Texte affiché:
-*-*-

Arme de persuasion massive

Le Prix Nobel de la paix 2005 veut convaincre les États-Unis et la Russie de décréter un moratoire sur les essais nucléaires.

Publié le 5 mars 2006 Lecture : 5 minutes.

Mohamed el-Baradei ne déjeune presque jamais en ville et ne s’intéresse guère à ce qu’il y a dans son assiette. Il avoue se contenter le plus souvent d’un sandwich au thon et d’un fromage frais, qu’il mange rapidement dans son bureau, au siège de l’Agence internationale de l’énergie atomique (AIEA), à Vienne. À l’évidence, cet Égyptien de 63 ans, directeur général de l’Agence depuis 1997, est tout entier absorbé par sa mission : éviter au monde une apocalypse nucléaire.
Aujourd’hui pourtant, il a accepté notre invitation. Nous arrivons au Vestibül, un restaurant viennois à la mode. La salle est ornée de colonnes de marbre et des armes de l’empereur François-Joseph, qui, naguère, l’utilisa pour des dîners privés. À la table principale je préfère une alcôve. Rien de tel qu’un endroit plus discret, me dis-je, pour évaluer le degré du risque nucléaire et pour déterminer si ce juriste grand et élégant est bien l’homme de la situation.
Baradei commence par évoquer les dîners qu’il fréquentait dans les années 1980, au temps où il enseignait à l’université de New York. « ufs gras au bacon ! déclame-t-il. Plus personne ne fait attention aux matières grasses et au cholestérol ! Je prendrai un pastrami ou du corned-beef. » Finalement, il optera pour un bouillon et un steak de thon.

-*-*-

Consigne:
Répondez à ces questions sur l'article consacré à Mohamed el-Baradei :
(a) Depuis quelle année est-il directeur général de l'Agence ?
(b) Dans quel restaurant viennois se déroule le déjeuner ?
(c) Que choisit-il finalement de manger ?
Les enregistrements n'ont aucun rapport avec le texte.

-*-*-

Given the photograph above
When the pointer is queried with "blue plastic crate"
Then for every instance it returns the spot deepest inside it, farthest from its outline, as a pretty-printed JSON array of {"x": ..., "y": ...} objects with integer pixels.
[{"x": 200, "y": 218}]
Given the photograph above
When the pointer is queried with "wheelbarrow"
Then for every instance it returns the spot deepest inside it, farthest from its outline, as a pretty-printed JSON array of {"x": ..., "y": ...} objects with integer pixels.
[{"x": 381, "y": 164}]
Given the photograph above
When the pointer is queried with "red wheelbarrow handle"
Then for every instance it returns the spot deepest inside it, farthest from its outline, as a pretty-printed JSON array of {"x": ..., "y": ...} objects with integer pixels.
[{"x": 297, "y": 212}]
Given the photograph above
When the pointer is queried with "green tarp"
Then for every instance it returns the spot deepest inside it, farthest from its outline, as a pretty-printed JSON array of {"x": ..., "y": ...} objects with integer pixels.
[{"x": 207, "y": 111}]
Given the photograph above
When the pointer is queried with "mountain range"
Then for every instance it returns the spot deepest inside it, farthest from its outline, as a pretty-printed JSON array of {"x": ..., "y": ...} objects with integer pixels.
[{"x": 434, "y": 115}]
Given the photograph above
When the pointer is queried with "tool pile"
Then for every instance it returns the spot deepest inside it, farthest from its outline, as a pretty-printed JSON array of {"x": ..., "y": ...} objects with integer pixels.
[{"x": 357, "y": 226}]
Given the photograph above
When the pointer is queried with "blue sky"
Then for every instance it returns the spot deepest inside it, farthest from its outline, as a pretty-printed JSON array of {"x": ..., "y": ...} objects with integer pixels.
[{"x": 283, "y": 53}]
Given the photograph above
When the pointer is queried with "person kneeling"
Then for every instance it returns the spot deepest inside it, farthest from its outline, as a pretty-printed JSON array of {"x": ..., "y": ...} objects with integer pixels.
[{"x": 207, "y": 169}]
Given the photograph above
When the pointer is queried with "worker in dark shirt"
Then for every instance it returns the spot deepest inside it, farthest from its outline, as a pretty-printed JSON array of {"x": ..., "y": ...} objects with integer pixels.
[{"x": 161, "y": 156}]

-*-*-

Réponse attendue:
(a) Il est directeur général de l'Agence depuis 1997.
(b) Le déjeuner se déroule au Vestibül.
(c) Il choisit finalement un bouillon et un steak de thon.